__Problem statement__.
Quote exactly, and only, the lines from the one with "Tag the parking" through the end of the listing.

__Data in this exercise__.

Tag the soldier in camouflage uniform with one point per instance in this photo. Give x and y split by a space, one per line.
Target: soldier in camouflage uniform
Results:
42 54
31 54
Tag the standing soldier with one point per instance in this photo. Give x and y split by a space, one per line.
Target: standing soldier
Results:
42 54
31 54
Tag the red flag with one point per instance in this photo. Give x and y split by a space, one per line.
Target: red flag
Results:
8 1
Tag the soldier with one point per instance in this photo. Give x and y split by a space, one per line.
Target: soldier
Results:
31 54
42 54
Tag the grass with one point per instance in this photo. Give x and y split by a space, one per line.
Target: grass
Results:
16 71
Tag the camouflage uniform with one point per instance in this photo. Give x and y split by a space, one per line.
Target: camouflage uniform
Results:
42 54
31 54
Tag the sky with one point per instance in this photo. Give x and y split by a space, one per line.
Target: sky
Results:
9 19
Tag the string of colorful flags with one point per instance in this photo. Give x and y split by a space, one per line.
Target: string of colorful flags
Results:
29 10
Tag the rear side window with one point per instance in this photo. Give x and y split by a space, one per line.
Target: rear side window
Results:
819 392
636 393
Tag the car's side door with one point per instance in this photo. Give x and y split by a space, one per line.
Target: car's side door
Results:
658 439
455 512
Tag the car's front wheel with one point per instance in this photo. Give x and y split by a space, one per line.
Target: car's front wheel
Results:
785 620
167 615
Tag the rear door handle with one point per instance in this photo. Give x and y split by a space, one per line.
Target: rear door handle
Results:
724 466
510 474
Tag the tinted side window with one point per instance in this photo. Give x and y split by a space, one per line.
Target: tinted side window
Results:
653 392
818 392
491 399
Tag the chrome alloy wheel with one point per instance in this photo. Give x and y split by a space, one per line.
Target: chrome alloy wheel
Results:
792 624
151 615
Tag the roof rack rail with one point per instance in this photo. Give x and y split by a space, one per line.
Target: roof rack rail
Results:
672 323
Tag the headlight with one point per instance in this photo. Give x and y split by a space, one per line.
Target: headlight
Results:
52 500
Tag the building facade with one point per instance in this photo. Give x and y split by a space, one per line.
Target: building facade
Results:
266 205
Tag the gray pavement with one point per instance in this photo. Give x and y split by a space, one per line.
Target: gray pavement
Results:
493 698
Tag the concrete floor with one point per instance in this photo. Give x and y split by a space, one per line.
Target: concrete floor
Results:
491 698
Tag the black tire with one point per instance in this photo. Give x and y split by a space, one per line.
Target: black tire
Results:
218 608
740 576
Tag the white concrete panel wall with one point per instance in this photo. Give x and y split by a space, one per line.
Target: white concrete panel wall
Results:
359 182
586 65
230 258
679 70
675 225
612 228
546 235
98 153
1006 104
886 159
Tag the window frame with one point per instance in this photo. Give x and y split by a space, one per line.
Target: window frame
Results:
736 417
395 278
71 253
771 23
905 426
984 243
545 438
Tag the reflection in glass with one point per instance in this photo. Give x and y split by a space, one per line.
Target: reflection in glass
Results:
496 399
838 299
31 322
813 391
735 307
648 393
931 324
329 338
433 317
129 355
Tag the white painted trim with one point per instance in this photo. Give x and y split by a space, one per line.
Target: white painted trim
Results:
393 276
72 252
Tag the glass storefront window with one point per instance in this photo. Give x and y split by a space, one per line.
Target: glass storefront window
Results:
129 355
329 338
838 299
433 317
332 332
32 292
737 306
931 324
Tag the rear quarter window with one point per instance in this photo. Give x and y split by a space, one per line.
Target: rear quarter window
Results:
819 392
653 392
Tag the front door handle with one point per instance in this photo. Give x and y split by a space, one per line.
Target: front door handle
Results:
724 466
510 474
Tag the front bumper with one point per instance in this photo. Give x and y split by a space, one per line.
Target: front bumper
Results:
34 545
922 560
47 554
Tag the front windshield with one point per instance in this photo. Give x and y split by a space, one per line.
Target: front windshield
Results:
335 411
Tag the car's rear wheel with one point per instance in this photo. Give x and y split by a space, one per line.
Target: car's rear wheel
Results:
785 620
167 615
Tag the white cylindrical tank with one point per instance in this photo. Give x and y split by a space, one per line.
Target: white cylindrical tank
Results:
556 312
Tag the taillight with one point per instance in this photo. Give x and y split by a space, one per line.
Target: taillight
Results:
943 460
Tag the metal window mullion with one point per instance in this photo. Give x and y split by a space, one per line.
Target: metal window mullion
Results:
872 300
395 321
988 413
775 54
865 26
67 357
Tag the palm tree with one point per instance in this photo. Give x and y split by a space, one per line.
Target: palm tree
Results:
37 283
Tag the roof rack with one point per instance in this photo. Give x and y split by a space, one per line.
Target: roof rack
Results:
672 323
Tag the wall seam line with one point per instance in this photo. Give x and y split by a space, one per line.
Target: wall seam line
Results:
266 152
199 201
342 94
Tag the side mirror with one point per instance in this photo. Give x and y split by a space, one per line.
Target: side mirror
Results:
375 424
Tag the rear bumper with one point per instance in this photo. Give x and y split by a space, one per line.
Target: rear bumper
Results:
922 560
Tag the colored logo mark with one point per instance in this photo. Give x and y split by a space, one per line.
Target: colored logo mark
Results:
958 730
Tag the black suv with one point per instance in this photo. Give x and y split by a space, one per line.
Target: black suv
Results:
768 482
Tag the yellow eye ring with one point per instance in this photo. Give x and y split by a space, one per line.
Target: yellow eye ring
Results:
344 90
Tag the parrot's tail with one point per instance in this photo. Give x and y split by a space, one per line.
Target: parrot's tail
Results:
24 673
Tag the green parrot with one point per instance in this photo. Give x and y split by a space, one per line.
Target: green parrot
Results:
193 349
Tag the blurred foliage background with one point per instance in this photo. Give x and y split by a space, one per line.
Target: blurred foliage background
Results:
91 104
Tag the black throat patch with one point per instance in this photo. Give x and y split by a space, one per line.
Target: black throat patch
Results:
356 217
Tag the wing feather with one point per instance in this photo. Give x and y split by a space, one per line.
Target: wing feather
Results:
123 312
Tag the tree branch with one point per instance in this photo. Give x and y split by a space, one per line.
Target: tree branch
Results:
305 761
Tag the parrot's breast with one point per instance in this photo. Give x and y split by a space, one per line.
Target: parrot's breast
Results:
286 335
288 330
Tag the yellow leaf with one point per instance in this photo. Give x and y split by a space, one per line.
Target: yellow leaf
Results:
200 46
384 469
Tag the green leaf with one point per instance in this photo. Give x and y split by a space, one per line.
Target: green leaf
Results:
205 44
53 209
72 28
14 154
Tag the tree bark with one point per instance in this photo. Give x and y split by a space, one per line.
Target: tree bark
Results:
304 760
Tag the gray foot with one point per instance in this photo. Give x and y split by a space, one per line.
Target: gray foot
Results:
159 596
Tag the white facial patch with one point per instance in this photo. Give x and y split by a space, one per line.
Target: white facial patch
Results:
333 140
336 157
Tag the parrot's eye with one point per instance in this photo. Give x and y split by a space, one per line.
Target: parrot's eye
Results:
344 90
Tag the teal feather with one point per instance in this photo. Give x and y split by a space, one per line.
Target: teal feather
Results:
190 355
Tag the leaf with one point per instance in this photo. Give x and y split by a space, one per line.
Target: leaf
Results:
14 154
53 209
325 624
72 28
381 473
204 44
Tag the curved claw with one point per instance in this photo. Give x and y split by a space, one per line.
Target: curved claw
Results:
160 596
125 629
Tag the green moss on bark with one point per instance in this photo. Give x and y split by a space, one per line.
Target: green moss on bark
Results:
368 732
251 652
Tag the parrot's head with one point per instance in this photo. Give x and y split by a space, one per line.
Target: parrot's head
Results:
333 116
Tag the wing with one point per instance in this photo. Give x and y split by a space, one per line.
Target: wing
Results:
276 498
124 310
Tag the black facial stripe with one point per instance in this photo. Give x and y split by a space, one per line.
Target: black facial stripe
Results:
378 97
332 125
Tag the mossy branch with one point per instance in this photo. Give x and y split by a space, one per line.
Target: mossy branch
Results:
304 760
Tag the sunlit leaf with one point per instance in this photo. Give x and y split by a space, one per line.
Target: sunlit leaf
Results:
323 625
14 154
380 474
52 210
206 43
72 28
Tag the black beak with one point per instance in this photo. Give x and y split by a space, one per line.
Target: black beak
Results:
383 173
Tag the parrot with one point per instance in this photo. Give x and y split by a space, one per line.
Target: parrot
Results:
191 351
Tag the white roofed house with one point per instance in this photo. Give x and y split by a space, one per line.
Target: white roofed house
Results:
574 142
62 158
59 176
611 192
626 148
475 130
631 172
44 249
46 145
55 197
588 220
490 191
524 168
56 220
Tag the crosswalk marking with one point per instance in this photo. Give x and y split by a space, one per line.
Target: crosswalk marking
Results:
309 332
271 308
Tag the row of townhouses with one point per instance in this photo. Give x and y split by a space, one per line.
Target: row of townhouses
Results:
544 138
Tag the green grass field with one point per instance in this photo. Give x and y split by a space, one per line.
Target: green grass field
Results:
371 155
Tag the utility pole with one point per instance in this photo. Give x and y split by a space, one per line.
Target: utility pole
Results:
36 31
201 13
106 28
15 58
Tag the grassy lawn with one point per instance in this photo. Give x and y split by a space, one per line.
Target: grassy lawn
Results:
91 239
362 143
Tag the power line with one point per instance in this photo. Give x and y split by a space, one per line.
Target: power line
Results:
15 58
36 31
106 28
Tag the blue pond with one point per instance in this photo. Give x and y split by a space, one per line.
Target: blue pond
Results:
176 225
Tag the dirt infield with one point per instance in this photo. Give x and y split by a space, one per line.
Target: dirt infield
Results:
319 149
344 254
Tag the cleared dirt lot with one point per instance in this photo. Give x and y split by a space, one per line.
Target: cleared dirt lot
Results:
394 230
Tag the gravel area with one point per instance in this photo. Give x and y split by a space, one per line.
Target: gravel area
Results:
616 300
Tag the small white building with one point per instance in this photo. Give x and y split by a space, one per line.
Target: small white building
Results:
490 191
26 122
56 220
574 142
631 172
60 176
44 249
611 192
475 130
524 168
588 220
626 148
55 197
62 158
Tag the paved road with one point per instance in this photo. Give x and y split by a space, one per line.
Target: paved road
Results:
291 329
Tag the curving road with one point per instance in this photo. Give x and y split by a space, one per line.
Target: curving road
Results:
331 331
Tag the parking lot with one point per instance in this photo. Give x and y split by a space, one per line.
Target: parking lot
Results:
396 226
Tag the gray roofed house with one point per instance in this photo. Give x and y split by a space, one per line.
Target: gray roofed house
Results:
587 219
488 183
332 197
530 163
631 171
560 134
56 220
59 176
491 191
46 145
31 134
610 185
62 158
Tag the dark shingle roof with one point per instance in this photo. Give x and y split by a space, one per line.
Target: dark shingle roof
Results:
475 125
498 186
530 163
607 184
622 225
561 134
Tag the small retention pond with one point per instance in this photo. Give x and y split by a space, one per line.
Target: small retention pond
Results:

__Solved problem__.
Tag the parking lot with one point per instance in this photo. Give x and y split by a space, one per line.
Target: parking lot
Results:
396 226
Tag the gray roofed house with one point per instance in this photo. Give x and y split by a space, one per line.
Target: gray roofed house
Results:
587 219
488 183
332 197
530 163
631 171
560 134
56 220
59 176
491 191
46 145
31 134
610 185
62 158
Tag the dark shingle roof with one point per instance in this photo. Give x and y split by a space, one per line.
Target: dark shingle roof
Results:
475 125
498 186
530 163
607 184
622 225
561 134
Tag the small retention pond with one point per instance in this photo. Give x and y split by a space, one per line.
Target: small retention pond
Results:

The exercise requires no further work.